* START *

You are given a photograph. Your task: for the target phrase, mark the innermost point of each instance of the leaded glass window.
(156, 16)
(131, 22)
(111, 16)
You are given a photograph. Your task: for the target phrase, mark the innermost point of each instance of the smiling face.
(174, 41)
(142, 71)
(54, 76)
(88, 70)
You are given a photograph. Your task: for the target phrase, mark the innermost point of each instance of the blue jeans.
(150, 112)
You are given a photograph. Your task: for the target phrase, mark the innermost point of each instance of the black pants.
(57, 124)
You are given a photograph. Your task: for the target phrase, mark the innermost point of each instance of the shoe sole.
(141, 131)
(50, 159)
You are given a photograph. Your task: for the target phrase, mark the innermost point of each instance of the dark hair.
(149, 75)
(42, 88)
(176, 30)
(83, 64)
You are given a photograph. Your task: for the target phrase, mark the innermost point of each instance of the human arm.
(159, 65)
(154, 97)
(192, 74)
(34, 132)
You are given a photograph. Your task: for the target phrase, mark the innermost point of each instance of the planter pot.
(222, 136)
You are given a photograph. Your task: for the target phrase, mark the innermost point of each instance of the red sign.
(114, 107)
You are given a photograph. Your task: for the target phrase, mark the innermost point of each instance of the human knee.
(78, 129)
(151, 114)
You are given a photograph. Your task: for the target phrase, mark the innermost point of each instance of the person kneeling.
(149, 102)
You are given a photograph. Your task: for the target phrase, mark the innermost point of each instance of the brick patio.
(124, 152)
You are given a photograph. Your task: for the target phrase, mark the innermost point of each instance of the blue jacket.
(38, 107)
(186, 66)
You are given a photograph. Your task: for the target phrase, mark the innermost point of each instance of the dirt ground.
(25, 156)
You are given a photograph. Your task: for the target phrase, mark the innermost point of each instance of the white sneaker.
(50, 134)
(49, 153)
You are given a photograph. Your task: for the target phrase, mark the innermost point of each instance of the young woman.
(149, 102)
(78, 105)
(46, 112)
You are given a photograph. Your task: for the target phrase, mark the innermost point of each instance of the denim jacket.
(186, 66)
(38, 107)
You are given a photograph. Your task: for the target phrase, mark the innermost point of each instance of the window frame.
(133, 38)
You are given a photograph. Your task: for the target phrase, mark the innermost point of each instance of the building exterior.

* END *

**Aim of the exercise**
Rewrite the items from the line containing "the human knee." through the last line of the items, substituting "central" for "innermost" and changing nothing else. Give only those lines.

**Task result**
You are given a photograph. Your task: for the target phrase, mark the central point of each instance of the human knee.
(78, 129)
(151, 114)
You are given a photograph. Your task: for the target phrase, mark the central point of each instance of the person kneeling.
(149, 102)
You are given a photograph. Your task: for the target phrase, mark the central point of each instance of the brick patio.
(124, 152)
You are given a photograph. Your task: for the target phrase, mark the central point of each instance of the blue jacket.
(38, 107)
(186, 66)
You are given a photograph. Your task: for the target phrase, mark the central point of each instance of the dirt ground.
(25, 156)
You are given a photograph. Your task: for the target phrase, mark the central point of each instance of the white sneaker.
(50, 134)
(49, 153)
You are given a photograph. Your task: for the target phrase, mark the central point of each instance of the young woman.
(149, 102)
(78, 105)
(46, 112)
You are given a photograph. Your task: for the target phrase, mark the central point of each instance of the denim jacket.
(186, 66)
(38, 107)
You are given a photograph. Your task: for the target phrase, mark the central point of each instance of the window frame.
(133, 38)
You are given a photograph. Your task: for the target phrase, mark the central point of each instance of the building exterior.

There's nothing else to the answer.